> Work item: Could you give the data below again, exactly and completely?

> Data:
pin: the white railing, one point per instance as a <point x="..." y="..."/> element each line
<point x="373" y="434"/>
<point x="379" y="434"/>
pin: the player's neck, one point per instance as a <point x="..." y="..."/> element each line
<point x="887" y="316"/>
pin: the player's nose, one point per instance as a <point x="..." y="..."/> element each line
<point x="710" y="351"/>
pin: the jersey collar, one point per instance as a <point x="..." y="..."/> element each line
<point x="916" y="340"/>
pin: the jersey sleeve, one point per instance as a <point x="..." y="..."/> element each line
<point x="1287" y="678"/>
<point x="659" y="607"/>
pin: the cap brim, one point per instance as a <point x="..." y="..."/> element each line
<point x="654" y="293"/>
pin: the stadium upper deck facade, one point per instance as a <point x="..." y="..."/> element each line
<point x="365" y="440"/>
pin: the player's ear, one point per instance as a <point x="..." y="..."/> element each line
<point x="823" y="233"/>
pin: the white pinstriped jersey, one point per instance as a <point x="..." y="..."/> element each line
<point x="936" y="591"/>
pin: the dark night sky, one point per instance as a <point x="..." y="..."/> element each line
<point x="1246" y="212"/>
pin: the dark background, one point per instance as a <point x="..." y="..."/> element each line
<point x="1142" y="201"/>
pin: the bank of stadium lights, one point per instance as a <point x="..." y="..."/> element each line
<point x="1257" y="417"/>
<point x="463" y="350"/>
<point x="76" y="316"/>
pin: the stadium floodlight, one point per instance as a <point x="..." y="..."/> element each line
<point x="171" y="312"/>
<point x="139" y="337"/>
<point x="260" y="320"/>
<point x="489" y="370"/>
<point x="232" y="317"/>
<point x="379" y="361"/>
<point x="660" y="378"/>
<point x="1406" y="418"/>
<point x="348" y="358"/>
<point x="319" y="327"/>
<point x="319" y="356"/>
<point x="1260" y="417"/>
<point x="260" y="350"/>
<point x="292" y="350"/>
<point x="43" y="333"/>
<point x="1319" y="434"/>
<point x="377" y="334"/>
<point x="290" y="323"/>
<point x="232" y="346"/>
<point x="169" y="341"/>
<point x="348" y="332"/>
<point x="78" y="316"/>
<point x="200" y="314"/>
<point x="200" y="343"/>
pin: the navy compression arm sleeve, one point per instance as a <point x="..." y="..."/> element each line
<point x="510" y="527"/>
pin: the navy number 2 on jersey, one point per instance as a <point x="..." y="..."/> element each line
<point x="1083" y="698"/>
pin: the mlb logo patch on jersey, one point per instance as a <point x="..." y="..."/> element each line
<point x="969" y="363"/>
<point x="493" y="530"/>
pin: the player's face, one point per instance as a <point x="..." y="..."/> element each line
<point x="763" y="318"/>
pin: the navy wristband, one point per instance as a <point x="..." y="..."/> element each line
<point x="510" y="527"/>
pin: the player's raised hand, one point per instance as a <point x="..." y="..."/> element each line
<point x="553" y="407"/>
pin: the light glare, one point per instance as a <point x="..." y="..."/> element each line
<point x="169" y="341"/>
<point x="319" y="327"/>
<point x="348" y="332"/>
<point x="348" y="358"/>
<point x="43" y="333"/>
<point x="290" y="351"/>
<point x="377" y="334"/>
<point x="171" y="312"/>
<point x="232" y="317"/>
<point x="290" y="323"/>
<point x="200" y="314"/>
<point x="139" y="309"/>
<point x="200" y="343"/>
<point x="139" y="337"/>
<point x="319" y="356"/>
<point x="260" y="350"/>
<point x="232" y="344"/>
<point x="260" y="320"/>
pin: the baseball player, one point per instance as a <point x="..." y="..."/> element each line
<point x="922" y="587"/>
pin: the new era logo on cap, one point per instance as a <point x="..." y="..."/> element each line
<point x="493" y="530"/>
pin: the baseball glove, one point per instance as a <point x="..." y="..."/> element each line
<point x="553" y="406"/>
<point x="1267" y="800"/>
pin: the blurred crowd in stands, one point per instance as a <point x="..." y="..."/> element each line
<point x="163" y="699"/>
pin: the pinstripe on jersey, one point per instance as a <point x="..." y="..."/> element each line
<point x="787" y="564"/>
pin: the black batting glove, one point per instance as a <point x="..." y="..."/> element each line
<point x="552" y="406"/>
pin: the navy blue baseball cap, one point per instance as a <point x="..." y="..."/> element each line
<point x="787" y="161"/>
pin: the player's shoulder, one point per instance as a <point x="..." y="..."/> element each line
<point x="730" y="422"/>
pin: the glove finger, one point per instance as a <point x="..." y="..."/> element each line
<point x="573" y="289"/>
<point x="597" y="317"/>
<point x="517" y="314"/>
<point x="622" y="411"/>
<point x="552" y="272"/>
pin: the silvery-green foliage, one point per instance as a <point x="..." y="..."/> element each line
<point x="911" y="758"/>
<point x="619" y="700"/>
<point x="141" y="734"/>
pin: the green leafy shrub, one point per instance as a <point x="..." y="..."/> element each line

> Task result:
pin: the white railing, one point per instance as a <point x="..." y="..."/> element each line
<point x="373" y="434"/>
<point x="379" y="434"/>
pin: the player's neck, one point per instance as a <point x="..." y="..."/> element each line
<point x="887" y="316"/>
pin: the player's nose, one point per instance as a <point x="..." y="..."/> element each line
<point x="710" y="351"/>
pin: the jersey collar, one point per instance as a <point x="..." y="..."/> element each line
<point x="916" y="340"/>
pin: the jersey sleeve, one point per instance as a <point x="..." y="..."/> element each line
<point x="1287" y="678"/>
<point x="659" y="607"/>
pin: the cap brim, one point per instance as a <point x="..." y="..."/> element each line
<point x="654" y="293"/>
pin: the stadium upper deck facade, one point per instance as a <point x="..." y="..."/> element each line
<point x="365" y="440"/>
pin: the player's ear, one point per instance as a <point x="..." y="..."/> element each line
<point x="823" y="233"/>
pin: the white pinstriped jersey, one point per instance as a <point x="..." y="..."/> element each line
<point x="936" y="591"/>
pin: the dark night sky, one point per instance as a <point x="..." y="..."/> element each line
<point x="1246" y="212"/>
pin: the dark background, one point per instance as a <point x="..." y="..."/> element each line
<point x="1142" y="201"/>
pin: the bank of stadium lights, one point per instance as a <point x="..." y="..."/> element each line
<point x="1257" y="417"/>
<point x="463" y="350"/>
<point x="76" y="316"/>
pin: the stadium floodlight, one point per instance as a <point x="..." y="..."/> element each line
<point x="171" y="312"/>
<point x="139" y="337"/>
<point x="260" y="320"/>
<point x="489" y="370"/>
<point x="232" y="317"/>
<point x="379" y="361"/>
<point x="660" y="378"/>
<point x="1406" y="418"/>
<point x="348" y="358"/>
<point x="319" y="327"/>
<point x="319" y="356"/>
<point x="1260" y="417"/>
<point x="260" y="350"/>
<point x="292" y="350"/>
<point x="43" y="333"/>
<point x="1319" y="434"/>
<point x="377" y="334"/>
<point x="290" y="323"/>
<point x="232" y="346"/>
<point x="169" y="341"/>
<point x="348" y="332"/>
<point x="78" y="316"/>
<point x="200" y="314"/>
<point x="200" y="343"/>
pin: the navy compression arm sleeve, one point per instance as a <point x="..." y="..."/> element each line
<point x="510" y="527"/>
pin: the navy number 2 on jersey, one point per instance as a <point x="..." y="..."/> element each line
<point x="1083" y="698"/>
pin: the mlb logo patch on jersey, one point per instance as a <point x="..." y="..."/> element each line
<point x="969" y="363"/>
<point x="493" y="530"/>
pin: the player's face, one point per instance as a <point x="..." y="..."/> element each line
<point x="763" y="318"/>
pin: the navy wristband, one point per instance as a <point x="..." y="..."/> element each line
<point x="510" y="527"/>
pin: the player's raised hand, one point per instance as a <point x="..." y="..."/> element each line
<point x="553" y="407"/>
pin: the light glare, one point per instance as a <point x="..." y="..."/> element each line
<point x="169" y="341"/>
<point x="319" y="327"/>
<point x="348" y="332"/>
<point x="348" y="358"/>
<point x="43" y="333"/>
<point x="290" y="351"/>
<point x="377" y="334"/>
<point x="171" y="312"/>
<point x="232" y="317"/>
<point x="290" y="323"/>
<point x="200" y="314"/>
<point x="139" y="309"/>
<point x="200" y="343"/>
<point x="139" y="337"/>
<point x="319" y="356"/>
<point x="260" y="350"/>
<point x="232" y="344"/>
<point x="260" y="320"/>
pin: the baseball player, one point per instance as a <point x="..." y="..."/> element each line
<point x="922" y="587"/>
pin: the new era logo on cap, one point per instance as a <point x="..." y="..."/> element each line
<point x="493" y="530"/>
pin: the baseball glove, one point per instance as a <point x="..." y="..."/> element each line
<point x="553" y="406"/>
<point x="1267" y="800"/>
pin: the blurred crowd in stands, one point per instance as a <point x="..." y="..."/> element each line
<point x="163" y="699"/>
pin: the pinstripe on jersey, one point per instance as a <point x="..." y="..."/> element each line
<point x="787" y="564"/>
pin: the black batting glove, one point per instance as a <point x="..." y="..."/> element each line
<point x="552" y="406"/>
pin: the navy blue baseball cap, one point per instance as a <point x="..." y="..."/> element each line
<point x="787" y="161"/>
pin: the player's shoulder, one point per instance as a <point x="..." y="..."/> element each line
<point x="730" y="422"/>
pin: the glove finger, one point per instance as a <point x="..." y="..."/> element each line
<point x="573" y="289"/>
<point x="597" y="317"/>
<point x="517" y="314"/>
<point x="622" y="411"/>
<point x="552" y="272"/>
pin: the silvery-green foliage, one point per instance as a <point x="..." y="..."/> element each line
<point x="911" y="758"/>
<point x="619" y="700"/>
<point x="141" y="734"/>
pin: the green leafy shrub, one point per instance as a <point x="..." y="..."/> element each line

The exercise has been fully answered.